-- Start Information provided --

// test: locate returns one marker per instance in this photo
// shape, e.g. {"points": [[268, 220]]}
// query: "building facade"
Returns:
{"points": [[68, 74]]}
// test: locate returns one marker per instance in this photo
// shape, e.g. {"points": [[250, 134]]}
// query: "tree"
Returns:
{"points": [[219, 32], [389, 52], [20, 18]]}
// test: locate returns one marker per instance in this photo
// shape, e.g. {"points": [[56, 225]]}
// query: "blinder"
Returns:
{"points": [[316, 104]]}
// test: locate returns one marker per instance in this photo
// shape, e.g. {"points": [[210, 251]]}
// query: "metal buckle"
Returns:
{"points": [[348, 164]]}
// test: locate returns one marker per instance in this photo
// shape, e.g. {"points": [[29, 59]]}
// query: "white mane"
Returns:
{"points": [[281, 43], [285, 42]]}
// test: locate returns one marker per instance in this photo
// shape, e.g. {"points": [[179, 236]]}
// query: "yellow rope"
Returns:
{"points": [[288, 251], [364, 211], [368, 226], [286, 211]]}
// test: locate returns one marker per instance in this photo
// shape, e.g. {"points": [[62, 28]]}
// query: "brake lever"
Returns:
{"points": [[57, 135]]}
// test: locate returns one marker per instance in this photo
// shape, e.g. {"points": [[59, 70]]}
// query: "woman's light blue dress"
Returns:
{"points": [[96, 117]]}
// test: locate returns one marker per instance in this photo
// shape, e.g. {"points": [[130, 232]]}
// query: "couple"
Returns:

-- End Information provided --

#### [Problem statement]
Every entry above should be retyped exactly as shown.

#### [Worked solution]
// test: locate returns one marker per instance in this photo
// shape, e.g. {"points": [[268, 220]]}
// query: "building facade"
Returns:
{"points": [[68, 74]]}
// test: locate returns one marker per instance in this photo
// shape, e.g. {"points": [[250, 134]]}
// query: "tree"
Returns:
{"points": [[219, 32], [389, 52], [20, 18]]}
// test: locate returns one marker per instance in this photo
// shape, e.g. {"points": [[56, 225]]}
// query: "blinder"
Returns:
{"points": [[316, 104]]}
// test: locate returns one marker per instance in this photo
// shape, e.g. {"points": [[210, 251]]}
// query: "metal buckle"
Returns:
{"points": [[348, 164]]}
// test: locate returns one marker per instance in this photo
// shape, e.g. {"points": [[29, 59]]}
// query: "white mane"
Returns:
{"points": [[281, 43], [285, 42]]}
// test: locate returns one marker per instance in this photo
// shape, e.g. {"points": [[179, 236]]}
// query: "yellow rope"
Returns:
{"points": [[288, 251], [364, 211], [368, 226], [286, 211]]}
// test: locate returns one marker per instance in this photo
// shape, e.g. {"points": [[62, 28]]}
// query: "brake lever"
Returns:
{"points": [[57, 135]]}
// test: locate returns one marker per instance in this photo
// shape, e.g. {"points": [[59, 70]]}
// query: "woman's light blue dress"
Returns:
{"points": [[96, 117]]}
// test: locate returns one marker per instance in this photo
// shape, e.g. {"points": [[130, 232]]}
// query: "couple"
Returns:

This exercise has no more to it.